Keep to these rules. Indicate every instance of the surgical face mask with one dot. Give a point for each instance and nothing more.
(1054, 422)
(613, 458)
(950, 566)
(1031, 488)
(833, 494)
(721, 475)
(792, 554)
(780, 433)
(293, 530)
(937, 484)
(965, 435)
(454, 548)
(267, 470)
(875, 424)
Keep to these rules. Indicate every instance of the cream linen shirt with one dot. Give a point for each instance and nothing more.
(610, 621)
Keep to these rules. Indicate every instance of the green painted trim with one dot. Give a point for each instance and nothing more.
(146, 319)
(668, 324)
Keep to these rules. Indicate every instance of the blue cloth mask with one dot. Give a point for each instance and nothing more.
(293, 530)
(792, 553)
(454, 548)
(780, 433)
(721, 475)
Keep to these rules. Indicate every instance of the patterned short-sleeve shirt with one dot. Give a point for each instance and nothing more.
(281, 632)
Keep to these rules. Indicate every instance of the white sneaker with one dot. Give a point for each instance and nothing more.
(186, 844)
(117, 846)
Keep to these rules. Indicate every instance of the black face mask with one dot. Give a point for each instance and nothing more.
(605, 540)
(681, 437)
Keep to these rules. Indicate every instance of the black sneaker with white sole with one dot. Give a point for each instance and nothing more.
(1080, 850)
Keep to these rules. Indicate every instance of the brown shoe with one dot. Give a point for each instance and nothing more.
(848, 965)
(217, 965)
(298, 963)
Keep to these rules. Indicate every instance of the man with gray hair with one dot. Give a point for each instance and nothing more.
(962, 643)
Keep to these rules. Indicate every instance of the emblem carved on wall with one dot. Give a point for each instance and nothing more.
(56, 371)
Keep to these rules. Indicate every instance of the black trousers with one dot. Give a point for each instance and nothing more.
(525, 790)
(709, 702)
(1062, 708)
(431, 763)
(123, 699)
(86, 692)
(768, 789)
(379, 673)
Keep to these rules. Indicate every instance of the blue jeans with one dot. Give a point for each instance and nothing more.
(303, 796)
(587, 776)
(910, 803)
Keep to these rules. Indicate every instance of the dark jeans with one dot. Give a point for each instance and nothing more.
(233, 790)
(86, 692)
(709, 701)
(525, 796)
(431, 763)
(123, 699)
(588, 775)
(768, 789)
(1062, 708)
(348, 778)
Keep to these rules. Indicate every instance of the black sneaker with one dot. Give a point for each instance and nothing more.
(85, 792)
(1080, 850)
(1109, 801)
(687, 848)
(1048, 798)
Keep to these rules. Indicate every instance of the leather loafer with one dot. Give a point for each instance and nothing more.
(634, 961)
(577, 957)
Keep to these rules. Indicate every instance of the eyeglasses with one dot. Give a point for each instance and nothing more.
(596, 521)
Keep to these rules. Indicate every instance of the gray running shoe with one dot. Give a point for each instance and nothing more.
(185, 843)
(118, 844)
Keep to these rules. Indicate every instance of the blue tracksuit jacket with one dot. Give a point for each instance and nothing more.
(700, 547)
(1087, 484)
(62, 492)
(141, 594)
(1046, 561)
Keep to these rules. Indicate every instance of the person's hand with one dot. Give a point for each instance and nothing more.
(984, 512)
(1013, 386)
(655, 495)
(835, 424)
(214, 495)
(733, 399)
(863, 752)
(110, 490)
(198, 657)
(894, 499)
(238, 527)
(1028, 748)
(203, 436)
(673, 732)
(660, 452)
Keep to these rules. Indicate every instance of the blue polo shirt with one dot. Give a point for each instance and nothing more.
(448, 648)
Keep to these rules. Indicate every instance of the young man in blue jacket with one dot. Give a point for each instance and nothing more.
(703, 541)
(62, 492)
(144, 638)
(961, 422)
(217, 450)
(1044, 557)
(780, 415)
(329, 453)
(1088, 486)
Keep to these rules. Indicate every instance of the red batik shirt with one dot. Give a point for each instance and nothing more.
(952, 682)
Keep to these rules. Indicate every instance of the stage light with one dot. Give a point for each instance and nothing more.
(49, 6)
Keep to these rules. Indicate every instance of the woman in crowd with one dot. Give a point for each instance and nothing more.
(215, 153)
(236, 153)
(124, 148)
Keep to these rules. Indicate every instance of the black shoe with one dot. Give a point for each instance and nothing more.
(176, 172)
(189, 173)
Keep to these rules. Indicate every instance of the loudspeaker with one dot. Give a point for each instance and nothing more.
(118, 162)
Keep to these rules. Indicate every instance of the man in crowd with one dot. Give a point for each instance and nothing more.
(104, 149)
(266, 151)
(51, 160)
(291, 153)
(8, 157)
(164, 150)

# # #

# [Task description]
Rewrite the records from the line containing "Keep to these rules. Indicate every instance of the stage" through the last line, including that line and the requests, and raise every coordinate in the points by 62.

# [Exercise solution]
Keep to these rules. Indicate every instance of the stage light with one dot. Give a point for each instance and nothing more.
(111, 68)
Keep to these rules. Indicate every instance of the woman in crowd with one dot. Give a point for each instance and nothing more.
(277, 215)
(298, 215)
(186, 210)
Keep to these rules. Indicate every instance of the black shoe with one dot. Give a point for each instance and nothing more.
(238, 234)
(251, 235)
Keep to these rules. Indicate every instance of the loudspeaker with one dot. Give a point for each instance and nothing more.
(180, 224)
Keep to these rules. Indicate every instance of the man in crowd with one dot. Give a point for each instance and nothing more.
(166, 211)
(328, 213)
(113, 222)
(353, 215)
(70, 219)
(226, 212)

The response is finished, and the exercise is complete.